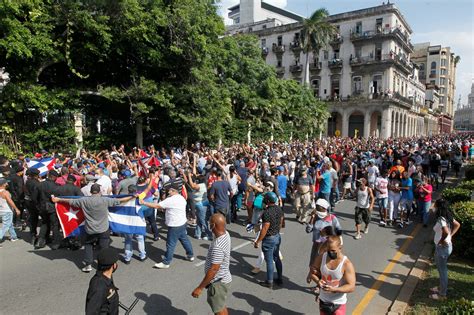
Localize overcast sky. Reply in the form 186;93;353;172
220;0;474;107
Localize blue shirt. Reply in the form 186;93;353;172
277;175;288;198
402;178;413;200
319;171;332;194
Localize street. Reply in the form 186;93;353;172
0;186;440;314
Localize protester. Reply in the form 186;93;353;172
192;213;232;315
430;199;461;300
86;248;119;315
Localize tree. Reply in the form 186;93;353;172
301;8;336;85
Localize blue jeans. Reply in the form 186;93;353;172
262;234;283;283
194;201;212;238
435;244;453;296
0;211;18;241
418;200;431;225
124;234;146;261
163;224;194;265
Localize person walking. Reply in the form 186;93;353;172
140;184;194;269
355;178;375;240
254;192;285;289
51;184;135;272
86;248;119;315
430;199;461;301
191;213;232;315
311;235;356;315
0;177;21;246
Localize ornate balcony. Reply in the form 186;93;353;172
272;43;285;54
290;65;303;74
351;27;413;53
328;59;342;69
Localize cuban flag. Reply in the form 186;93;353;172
56;196;146;237
28;158;56;176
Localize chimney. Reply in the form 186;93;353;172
240;0;262;24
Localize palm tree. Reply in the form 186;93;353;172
301;8;336;85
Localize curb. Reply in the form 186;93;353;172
386;167;464;315
387;242;433;315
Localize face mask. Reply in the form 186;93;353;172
328;251;337;259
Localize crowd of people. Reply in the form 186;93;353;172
0;134;474;314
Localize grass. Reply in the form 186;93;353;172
407;256;474;315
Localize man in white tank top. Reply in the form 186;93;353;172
311;236;356;315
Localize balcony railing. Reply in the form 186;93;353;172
328;59;342;69
290;41;303;50
272;43;285;54
275;67;285;75
290;65;303;73
350;27;413;52
309;62;322;71
329;34;342;45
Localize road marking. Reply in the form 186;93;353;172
194;241;253;267
352;224;421;314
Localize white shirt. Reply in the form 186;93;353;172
96;175;112;196
158;194;187;227
433;217;451;244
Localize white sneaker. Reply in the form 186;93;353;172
153;262;170;269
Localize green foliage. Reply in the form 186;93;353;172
442;188;471;204
439;298;474;315
457;180;474;191
0;0;326;149
464;165;474;180
451;201;474;260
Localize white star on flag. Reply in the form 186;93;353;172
64;208;79;222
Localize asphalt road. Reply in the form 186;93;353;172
0;179;452;315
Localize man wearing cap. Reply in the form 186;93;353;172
25;168;40;245
140;186;194;269
0;177;20;247
254;192;285;289
306;198;342;264
51;184;135;272
35;170;61;249
86;248;119;315
8;164;25;227
295;165;314;224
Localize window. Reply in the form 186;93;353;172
352;77;362;95
311;79;319;97
355;22;362;35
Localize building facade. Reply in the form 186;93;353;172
412;43;457;132
227;0;439;138
454;83;474;131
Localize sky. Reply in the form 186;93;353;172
220;0;474;104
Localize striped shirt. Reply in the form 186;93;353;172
204;231;232;283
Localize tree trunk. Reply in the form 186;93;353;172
303;51;309;86
135;117;143;148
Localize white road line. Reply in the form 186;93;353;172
194;241;252;267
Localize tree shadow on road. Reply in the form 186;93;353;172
132;292;187;315
230;292;303;315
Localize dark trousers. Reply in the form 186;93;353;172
38;211;61;245
84;230;110;265
25;200;39;236
145;209;160;237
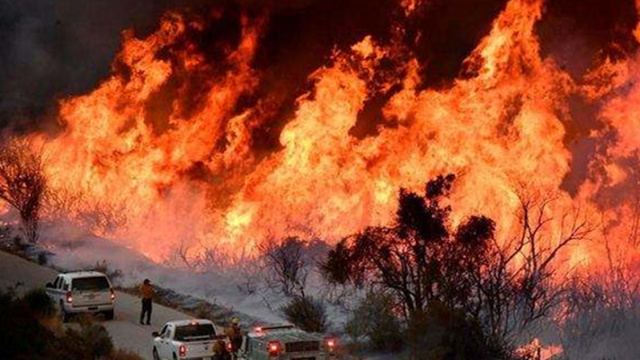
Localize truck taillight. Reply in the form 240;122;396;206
267;341;282;356
324;338;338;354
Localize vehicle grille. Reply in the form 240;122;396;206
284;341;320;353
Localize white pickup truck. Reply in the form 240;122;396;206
46;271;116;322
152;319;225;360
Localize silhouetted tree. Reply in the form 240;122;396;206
0;139;47;242
258;236;308;297
321;175;591;356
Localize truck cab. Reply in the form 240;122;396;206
152;319;226;360
45;271;116;322
243;325;337;360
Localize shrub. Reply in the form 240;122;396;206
407;303;502;360
281;296;328;332
93;260;122;281
0;293;53;359
37;252;49;265
345;291;403;352
59;323;113;359
258;237;309;296
23;289;56;317
104;350;143;360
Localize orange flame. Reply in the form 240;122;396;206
17;0;640;263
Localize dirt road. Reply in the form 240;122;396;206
0;251;189;359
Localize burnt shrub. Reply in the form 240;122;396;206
0;293;53;359
281;296;328;332
407;302;502;360
23;289;56;317
345;290;404;352
57;322;113;359
104;350;142;360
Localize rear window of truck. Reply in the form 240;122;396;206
175;324;216;341
71;276;110;291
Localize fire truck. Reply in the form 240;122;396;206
241;325;337;360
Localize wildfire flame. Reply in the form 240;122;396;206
25;0;640;264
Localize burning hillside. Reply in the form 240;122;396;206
1;0;640;265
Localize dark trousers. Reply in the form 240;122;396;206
140;299;153;325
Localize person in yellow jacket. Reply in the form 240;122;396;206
140;279;155;325
224;317;244;354
213;340;231;360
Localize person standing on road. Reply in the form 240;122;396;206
213;340;231;360
225;317;244;358
140;279;155;325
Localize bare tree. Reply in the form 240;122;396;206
258;237;309;296
474;192;594;341
322;175;593;351
0;138;47;243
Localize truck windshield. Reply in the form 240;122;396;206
71;276;109;291
175;324;216;341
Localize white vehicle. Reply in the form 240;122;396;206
46;271;116;322
152;319;226;360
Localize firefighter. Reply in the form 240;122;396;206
213;339;231;360
140;279;155;325
225;317;244;358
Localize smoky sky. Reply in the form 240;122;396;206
0;0;636;135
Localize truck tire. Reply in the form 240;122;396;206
60;301;70;324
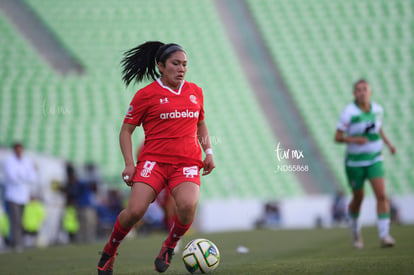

# # # # #

Exercise objective: Can you write out all of the material above word for word, leaving the pictures out?

Expected answer:
Localize overcast sky. Reply in the form 186;93;353;172
220;0;474;107
Localize blue shirt. Reply in the form 186;93;353;172
277;175;288;198
402;178;413;200
319;171;332;194
Localize street. Reply in the form 186;93;353;172
0;186;440;314
Localize protester. Reply in the form 186;93;353;172
192;213;232;315
430;199;461;300
86;248;119;315
Localize tree. Reply in the form 186;93;353;172
301;8;336;85
Localize blue jeans. Reply in the form 186;93;353;172
262;234;283;283
194;201;212;238
435;244;453;296
0;211;18;241
418;200;431;225
124;234;146;261
163;224;194;265
Localize person walking. Reply in the form 186;93;353;172
140;184;194;269
355;178;375;240
254;192;285;289
51;184;135;272
86;248;119;315
430;199;461;301
191;213;232;315
311;235;356;315
0;177;21;246
Localize ornate balcony. Reply in the form 186;93;353;172
272;43;285;54
290;65;303;74
351;27;413;53
328;59;342;69
Localize cuban flag. Reply in the form 186;93;353;172
56;196;146;237
28;158;56;176
Localize chimney. Reply in the form 186;93;353;172
240;0;262;24
Localize palm tree. Reply in the form 186;93;353;172
301;8;336;85
Localize curb. Reply in the form 186;93;353;172
386;167;464;315
387;242;433;315
Localize face mask. Reply in the form 186;93;353;172
328;251;337;259
Localize crowd of people. Reply in the form 186;93;353;172
0;134;474;314
Localize grass. Reply in the form 186;93;353;172
407;256;474;315
Localize man in white tank top. Reply in the form 186;93;353;172
311;236;356;315
Localize balcony railing. Reply in the form 186;93;353;172
328;59;342;69
290;41;303;50
272;43;285;54
275;67;285;75
290;65;303;73
350;27;413;52
309;62;322;71
329;34;342;45
Localize road marking. Reply in the form 186;93;353;172
194;241;253;267
352;224;421;314
Localize white shirt. Reply in the form 186;93;353;172
96;175;112;196
158;194;187;227
433;217;451;244
Localize white sneaker. Reply in the form 186;93;353;172
153;262;170;269
Localize green foliage. Reply in the form 186;93;353;172
442;188;471;204
439;298;474;315
457;180;474;191
0;0;326;149
464;165;474;180
451;201;474;260
Localize white star on flag. Reply in the form 186;93;353;172
64;208;79;222
Localize asphalt road. Reply in the form 186;93;353;172
0;179;452;315
Localize man wearing cap. Reply in the form 186;93;353;172
25;168;40;245
140;186;194;269
0;177;20;247
254;192;285;289
306;198;342;264
51;184;135;272
35;170;61;249
86;248;119;315
8;164;25;227
295;165;314;224
Localize window. Reply in the form 186;93;353;172
352;77;362;95
311;79;319;97
355;22;362;35
Localize building facade. Reply in the form 186;93;353;172
412;43;457;132
227;0;439;138
454;83;474;131
Localize sky. Reply in the form 186;93;353;172
220;0;474;104
Localize striped shirt. Reply in the form 186;93;353;172
204;231;232;283
Localize tree trunk. Reply in the form 186;93;353;172
303;51;309;86
135;117;143;148
Localize white road line. Reply in the form 186;93;353;172
194;241;252;267
Localize tree shadow on road. Reply in the form 186;93;353;172
132;292;187;315
230;292;303;315
Localize dark trousers. Reply in the form 186;93;353;172
38;211;61;245
84;230;110;265
25;200;39;236
145;209;160;237
Localize truck taillight. Reply in the form 240;122;396;206
267;341;282;356
324;338;338;354
Localize vehicle grille. Reply in the form 240;122;396;206
284;341;320;353
Localize white pickup truck. Reply in the form 240;122;396;206
46;271;116;322
152;319;225;360
Localize silhouetted tree. Reply in the form 240;122;396;206
0;139;47;242
258;236;308;297
321;175;591;356
Localize truck cab. Reply in the form 240;122;396;206
152;319;226;360
45;271;116;322
243;325;337;360
Localize shrub. Reply in the form 240;122;396;206
407;303;502;360
281;296;328;332
93;260;122;281
0;293;53;359
37;252;49;265
345;291;403;352
59;323;113;359
258;237;309;296
23;289;56;317
104;350;143;360
Localize orange flame. Reply in the form 240;122;396;206
17;0;640;263
Localize dirt road. Reply in the form 240;122;396;206
0;251;189;359
Localize burnt shrub. Reply in the form 240;122;396;206
0;293;53;359
281;296;328;332
407;302;502;360
23;289;56;317
345;290;404;352
57;322;113;359
104;350;142;360
Localize rear window of truck. Reply in the form 240;122;396;206
175;324;216;341
71;276;110;291
Localize fire truck. Reply in the form 240;122;396;206
241;325;337;360
Localize wildfire flame. Reply in the form 240;122;396;206
25;0;640;264
Localize burning hillside. Reply in the form 240;122;396;206
1;0;640;265
Localize dark trousers. Reply in the form 240;122;396;206
140;299;153;325
Localize person in yellow jacket. Reply in the form 240;122;396;206
140;279;155;325
224;317;244;354
213;340;231;360
Localize person standing on road. Reply in the form 240;122;396;206
213;340;231;360
225;317;244;358
140;279;155;325
Localize bare tree. Reply in the form 240;122;396;206
258;237;309;296
474;192;594;341
322;175;593;351
0;138;47;243
Localize truck windshield. Reply in the form 240;122;396;206
71;276;109;291
175;324;216;341
Localize white vehicle. Reply in the form 240;122;396;206
46;271;116;322
152;319;226;360
Localize firefighter. Reply in the form 240;122;396;206
213;339;231;360
140;279;155;325
225;317;244;358
Localize smoky sky. Reply in the form 240;122;396;206
0;0;636;135
Localize truck tire. Reply in the form 240;122;396;206
60;301;70;324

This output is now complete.